• Task brief: Whenever a line in the data contains "stadium", show that line.

=== Information shown ===

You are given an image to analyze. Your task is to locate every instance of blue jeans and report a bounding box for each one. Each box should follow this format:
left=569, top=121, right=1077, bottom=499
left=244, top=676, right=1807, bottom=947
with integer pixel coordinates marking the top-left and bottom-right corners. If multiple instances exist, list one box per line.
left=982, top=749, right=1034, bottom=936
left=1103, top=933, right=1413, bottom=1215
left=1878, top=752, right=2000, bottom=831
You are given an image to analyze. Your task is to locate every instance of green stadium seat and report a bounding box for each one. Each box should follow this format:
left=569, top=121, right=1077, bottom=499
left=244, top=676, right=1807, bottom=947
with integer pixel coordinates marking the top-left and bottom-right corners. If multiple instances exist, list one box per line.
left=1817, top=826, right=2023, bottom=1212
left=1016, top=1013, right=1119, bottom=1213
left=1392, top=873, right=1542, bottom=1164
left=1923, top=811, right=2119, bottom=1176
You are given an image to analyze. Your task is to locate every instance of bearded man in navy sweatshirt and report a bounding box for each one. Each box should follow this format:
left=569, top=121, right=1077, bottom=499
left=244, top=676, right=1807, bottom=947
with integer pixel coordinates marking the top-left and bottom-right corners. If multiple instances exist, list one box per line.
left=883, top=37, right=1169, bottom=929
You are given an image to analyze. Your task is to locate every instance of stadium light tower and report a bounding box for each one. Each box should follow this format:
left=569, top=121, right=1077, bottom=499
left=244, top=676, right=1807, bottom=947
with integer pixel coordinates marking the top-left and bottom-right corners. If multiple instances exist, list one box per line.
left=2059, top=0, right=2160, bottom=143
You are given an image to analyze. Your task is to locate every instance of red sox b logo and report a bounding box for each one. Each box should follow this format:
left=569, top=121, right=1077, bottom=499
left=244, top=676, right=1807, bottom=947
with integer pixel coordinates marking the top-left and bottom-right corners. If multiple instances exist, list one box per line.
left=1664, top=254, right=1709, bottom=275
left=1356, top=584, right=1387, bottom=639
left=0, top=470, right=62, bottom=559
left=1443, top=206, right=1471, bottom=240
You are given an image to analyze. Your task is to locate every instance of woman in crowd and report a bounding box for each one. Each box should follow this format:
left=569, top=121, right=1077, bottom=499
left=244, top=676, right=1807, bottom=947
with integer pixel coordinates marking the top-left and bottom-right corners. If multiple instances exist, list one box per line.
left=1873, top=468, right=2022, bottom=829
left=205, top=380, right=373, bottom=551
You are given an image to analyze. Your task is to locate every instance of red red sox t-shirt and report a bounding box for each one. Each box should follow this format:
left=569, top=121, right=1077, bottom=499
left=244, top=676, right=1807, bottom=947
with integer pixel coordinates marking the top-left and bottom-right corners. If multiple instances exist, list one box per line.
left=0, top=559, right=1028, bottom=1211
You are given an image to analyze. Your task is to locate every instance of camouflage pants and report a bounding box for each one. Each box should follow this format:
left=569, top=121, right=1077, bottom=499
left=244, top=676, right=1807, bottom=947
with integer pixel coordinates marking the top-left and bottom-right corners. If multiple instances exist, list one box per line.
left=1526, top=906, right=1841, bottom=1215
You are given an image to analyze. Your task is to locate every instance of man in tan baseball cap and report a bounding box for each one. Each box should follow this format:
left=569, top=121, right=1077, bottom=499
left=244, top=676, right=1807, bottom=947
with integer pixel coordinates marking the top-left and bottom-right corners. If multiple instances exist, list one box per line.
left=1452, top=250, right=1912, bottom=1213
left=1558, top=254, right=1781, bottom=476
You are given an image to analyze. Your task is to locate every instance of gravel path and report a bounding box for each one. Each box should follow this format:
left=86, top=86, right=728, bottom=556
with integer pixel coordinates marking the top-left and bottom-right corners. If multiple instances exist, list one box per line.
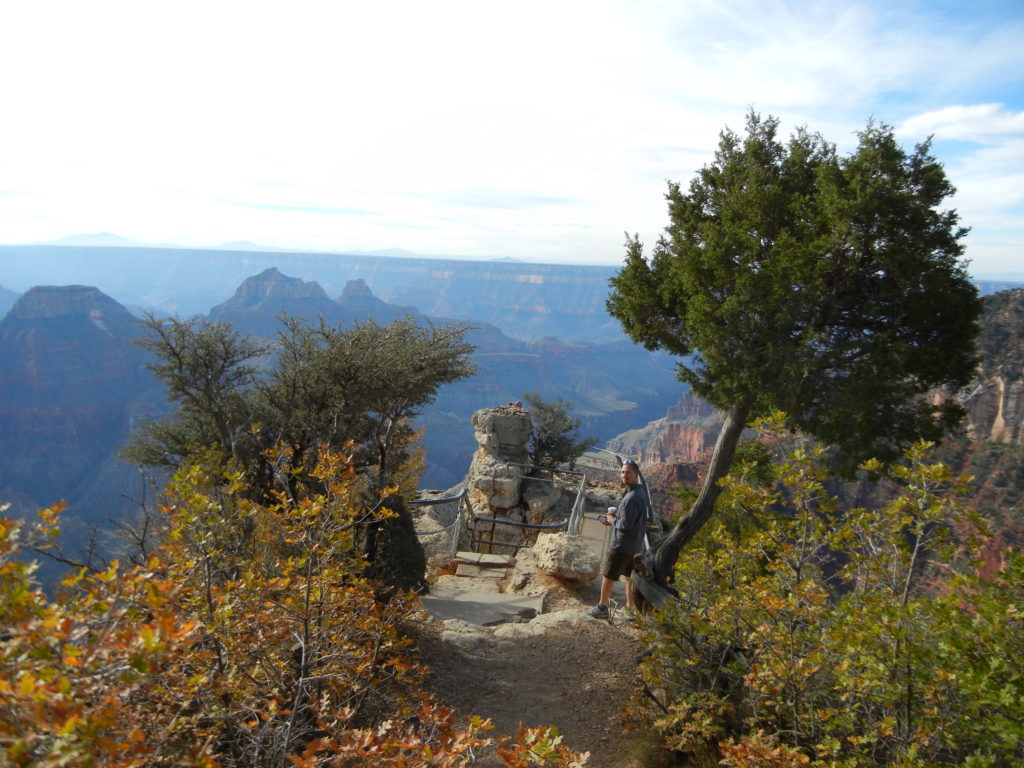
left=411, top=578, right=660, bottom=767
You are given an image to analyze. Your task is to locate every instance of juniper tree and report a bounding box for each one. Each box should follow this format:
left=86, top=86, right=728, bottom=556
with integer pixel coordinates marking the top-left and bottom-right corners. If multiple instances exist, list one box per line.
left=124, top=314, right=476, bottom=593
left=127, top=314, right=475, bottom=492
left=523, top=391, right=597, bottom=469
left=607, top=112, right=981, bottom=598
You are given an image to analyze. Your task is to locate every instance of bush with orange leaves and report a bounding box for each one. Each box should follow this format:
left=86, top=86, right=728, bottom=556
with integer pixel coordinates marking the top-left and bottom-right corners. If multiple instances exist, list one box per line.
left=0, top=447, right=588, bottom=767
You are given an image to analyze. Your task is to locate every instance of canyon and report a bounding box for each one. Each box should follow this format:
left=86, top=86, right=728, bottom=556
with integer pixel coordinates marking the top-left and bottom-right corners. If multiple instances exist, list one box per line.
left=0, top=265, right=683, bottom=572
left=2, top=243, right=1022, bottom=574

===

• Solution below:
You are given an image to analyze. Your task is to locate every instance of green stadium seat and report a bounding box for each one. Each box should follow this format:
You are given an image to analyze. Your task is to locate every instance of stadium light tower and report a bounding box for each one. Each box should follow this format:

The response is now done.